[Exercise]: Can you reproduce the M39 grenade text word for word, from "The Model 39" to "World War II."?

[Text segment]:
....

The Model 39 "Eihandgranate", M39 or Eierhandgranate 39 ("egg hand grenade") was a German fragmentation hand grenade introduced in 1939 and produced until the end of World War II.

Description 
The Eihandgranate were issued to the Fallschirmjäger from early till the end of the war. The grenade used the same fuse assembly (the BZE 39) as the Model 43 Stielhandgranate ("Stick Grenade"), which was screwed into the top of the sheet-metal body.

To activate, the dome-shaped cap was unscrewed and pulled with a coiled pull-cord that is pulled before throwing. The color of the cap indicated the burning time of the type of fuze fitted. Typically, a delay of around four seconds was used. It could also be used in place of the bottom side screw cap on the "Stielhandgranate" stick grenades.

....

[Information]:

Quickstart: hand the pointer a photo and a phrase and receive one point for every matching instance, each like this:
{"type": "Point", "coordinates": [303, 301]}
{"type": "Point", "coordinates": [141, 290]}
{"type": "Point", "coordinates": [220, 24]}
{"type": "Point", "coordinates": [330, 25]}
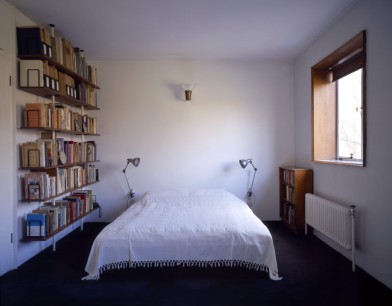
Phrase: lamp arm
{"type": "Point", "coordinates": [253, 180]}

....

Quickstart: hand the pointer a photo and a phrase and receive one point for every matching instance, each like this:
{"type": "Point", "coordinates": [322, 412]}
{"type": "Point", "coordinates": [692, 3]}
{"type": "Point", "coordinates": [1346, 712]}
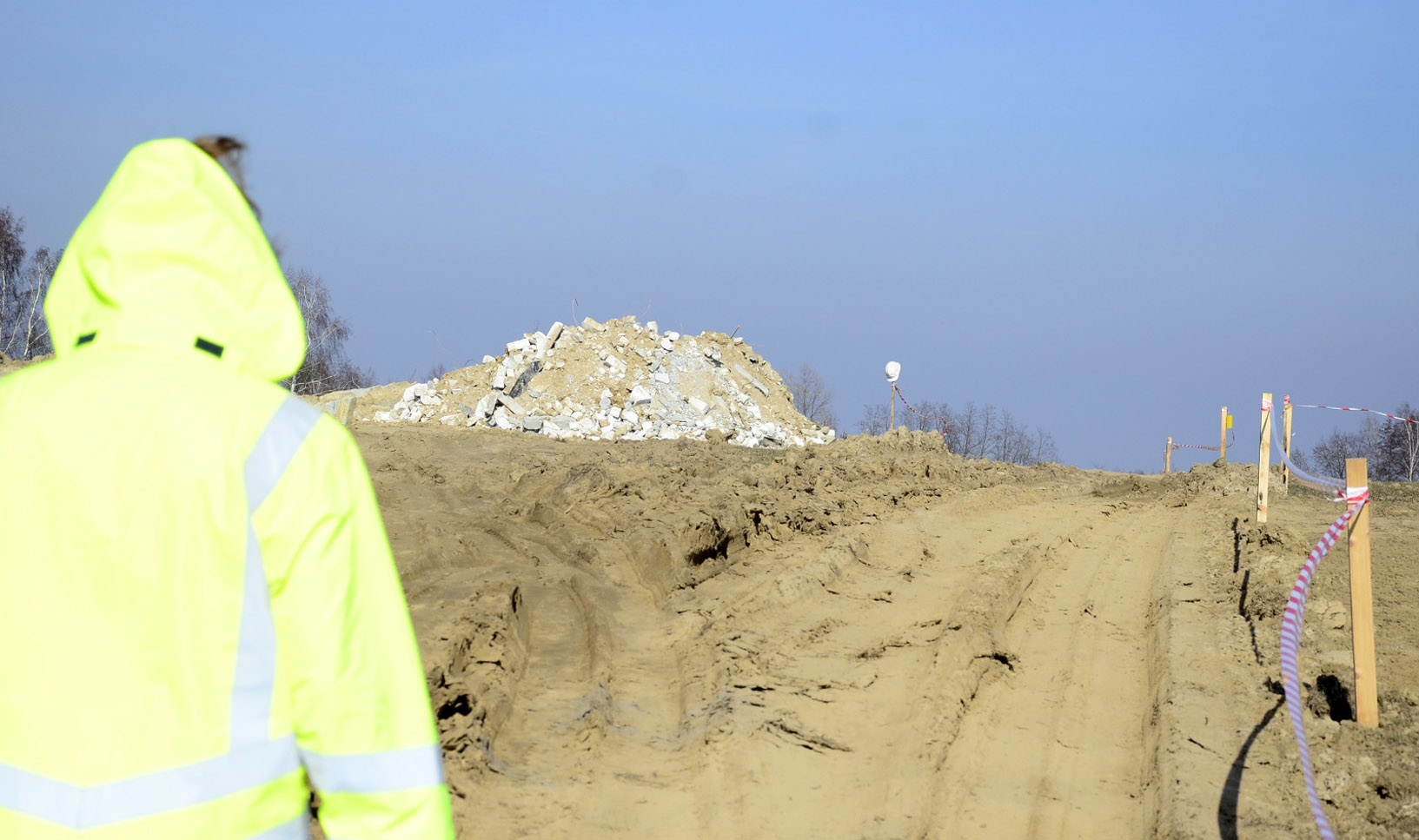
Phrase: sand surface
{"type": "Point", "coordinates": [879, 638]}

....

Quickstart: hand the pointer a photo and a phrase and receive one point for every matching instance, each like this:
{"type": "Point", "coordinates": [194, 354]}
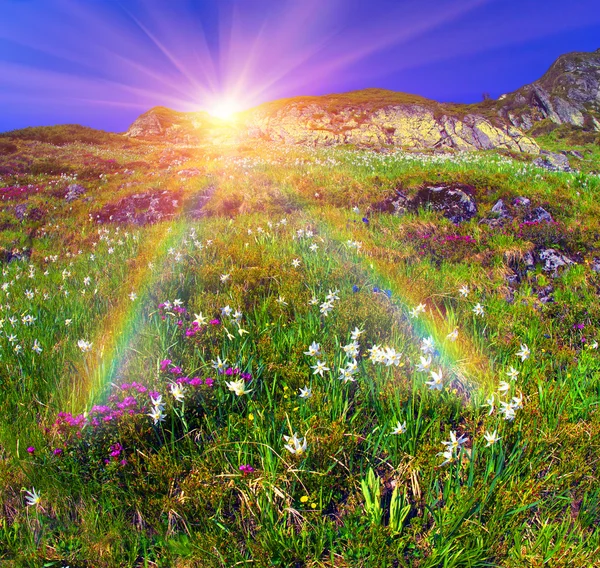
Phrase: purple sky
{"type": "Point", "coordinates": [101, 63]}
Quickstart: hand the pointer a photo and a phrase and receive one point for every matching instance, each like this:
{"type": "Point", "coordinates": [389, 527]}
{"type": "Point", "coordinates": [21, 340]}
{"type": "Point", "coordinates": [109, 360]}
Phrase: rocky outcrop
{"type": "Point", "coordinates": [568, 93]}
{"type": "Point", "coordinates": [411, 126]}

....

[Exercise result]:
The Model 39 "Eihandgranate", M39 or Eierhandgranate 39 ("egg hand grenade") was a German fragmentation hand grenade introduced in 1939 and produced until the end of World War II.